Sep 11, 2013, 3:30 PM EDT
September 11 stirs the emotions like few other days on the calendar. As Americans, we tend to get caught up in the patriotism and the emotions of what happened on Sept. 11, 2001.
Racing has its own form of memorials on Sept. 11, in the form of two very talented drivers who we lost on that day many years ago. Ronnie Peterson died Sept. 11, 1978, and Gonzalo Rodriguez passed on Sept. 11, 1999.
Peterson (pictured), better known as “Super Swede,” was a World Champion-in-waiting in the 1970s. His stint at March to open his career, including a runner-up finish in the 1971 World Championship, led to an opportunity with Colin Chapman’s all-conquering Team Lotus, where he won 10 Grands Prix.
As Mario Andretti’s teammate in 1978, Peterson won twice and entered the Italian Grand Prix just more than a race win back. But the tragic crash just after the start of the race, where Peterson’s Lotus went in several different directions and caught fire, was enough to claim his life. He died in hospital the day after the race, aged 34. A tribute video compiled on the 30-year anniversary, five years ago, is below.
Rodriguez, a Uruguayan driver, starred in 1999 with a famous victory in the F3000 race at Monaco with the lesser-rated Astromega team. His performances caught the eye of Roger Penske, who invited him to America to drive a second CART Champ Car at Detroit and Laguna Seca in the second half of the season.
At Detroit, Penske announced Gil de Ferran and Greg Moore would be his new drivers for 2000, but still wanted to provide Rodriguez an opportunity to showcase himself to other team owners. A point on debut with a 12th-place finish was a very good result, indeed.
Come Laguna, though, Rodriguez had an accident in practice with a stuck open throttle at the notorious Corkscrew corner. His car front-flipped over the barrier and catch-fencing and landed upside down on the other side. Rodriguez was pronounced dead from a basilar skull fracture.
That was a particularly gut-wrenching time for Penske, whose other future driver, Moore, was killed later that year in the season finale at the California Speedway. Rodriguez was on several teams’ shortlists for drives in 2000. Sadly, neither was able to fulfill their potential in the new century.

....

> Set of tasks
1 – According to the racing memorial article, how old was Ronnie Peterson when he died?
2 – Name every racing driver mentioned in the racing memorial article.

> Items from a data source
....

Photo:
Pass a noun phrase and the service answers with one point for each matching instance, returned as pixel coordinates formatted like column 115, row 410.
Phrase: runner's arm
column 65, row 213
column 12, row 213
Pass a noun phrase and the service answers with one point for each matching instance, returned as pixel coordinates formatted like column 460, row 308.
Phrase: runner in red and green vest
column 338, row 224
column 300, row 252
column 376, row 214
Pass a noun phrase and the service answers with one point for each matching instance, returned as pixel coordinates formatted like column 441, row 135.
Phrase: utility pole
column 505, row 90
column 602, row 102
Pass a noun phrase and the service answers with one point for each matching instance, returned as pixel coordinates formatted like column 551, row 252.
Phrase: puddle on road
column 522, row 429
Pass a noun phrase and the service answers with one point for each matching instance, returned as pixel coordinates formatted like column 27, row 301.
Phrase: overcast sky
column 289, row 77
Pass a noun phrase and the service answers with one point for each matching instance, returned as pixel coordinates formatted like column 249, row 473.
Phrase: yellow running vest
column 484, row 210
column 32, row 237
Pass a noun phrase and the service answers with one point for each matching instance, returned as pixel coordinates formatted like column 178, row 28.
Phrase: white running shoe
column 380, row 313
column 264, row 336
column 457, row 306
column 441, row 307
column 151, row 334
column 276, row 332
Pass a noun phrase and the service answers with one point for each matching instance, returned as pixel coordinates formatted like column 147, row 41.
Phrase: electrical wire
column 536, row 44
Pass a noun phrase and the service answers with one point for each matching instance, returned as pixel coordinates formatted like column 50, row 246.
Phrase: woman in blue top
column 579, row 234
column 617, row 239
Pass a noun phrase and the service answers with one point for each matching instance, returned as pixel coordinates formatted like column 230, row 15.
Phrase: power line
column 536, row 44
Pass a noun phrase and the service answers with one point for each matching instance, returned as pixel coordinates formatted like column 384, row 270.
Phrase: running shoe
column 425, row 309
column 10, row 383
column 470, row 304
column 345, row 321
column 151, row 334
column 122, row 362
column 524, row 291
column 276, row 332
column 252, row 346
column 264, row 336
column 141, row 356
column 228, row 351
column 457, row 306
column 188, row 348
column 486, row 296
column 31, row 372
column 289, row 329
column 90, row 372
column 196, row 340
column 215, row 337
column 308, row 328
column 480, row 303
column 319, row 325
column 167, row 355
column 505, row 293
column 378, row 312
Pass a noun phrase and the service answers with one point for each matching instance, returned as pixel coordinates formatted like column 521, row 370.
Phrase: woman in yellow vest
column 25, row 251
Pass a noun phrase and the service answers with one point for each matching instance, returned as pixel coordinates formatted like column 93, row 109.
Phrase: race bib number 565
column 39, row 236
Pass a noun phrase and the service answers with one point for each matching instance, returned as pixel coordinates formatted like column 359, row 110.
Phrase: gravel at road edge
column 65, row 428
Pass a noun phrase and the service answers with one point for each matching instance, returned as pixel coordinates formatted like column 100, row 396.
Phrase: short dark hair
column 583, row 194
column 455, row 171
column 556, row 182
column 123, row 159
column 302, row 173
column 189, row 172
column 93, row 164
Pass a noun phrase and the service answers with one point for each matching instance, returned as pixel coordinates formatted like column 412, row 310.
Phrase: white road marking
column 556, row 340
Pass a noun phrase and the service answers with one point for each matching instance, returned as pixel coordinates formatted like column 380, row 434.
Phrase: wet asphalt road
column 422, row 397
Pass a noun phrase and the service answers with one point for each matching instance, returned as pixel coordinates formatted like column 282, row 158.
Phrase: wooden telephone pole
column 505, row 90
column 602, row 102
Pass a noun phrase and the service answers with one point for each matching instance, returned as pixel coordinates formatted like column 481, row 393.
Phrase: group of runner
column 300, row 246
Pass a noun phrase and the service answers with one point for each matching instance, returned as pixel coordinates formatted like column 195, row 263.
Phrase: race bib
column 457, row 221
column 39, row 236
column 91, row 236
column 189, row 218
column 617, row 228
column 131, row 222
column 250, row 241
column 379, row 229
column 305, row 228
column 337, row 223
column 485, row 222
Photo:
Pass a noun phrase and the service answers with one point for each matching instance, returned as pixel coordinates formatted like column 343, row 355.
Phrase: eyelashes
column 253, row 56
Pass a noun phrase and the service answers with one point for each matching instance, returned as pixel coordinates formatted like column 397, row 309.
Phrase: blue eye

....

> Task solutions
1 – 34

2 – Ronnie Peterson, Gonzalo Rodriguez, Mario Andretti, Gil de Ferran, Greg Moore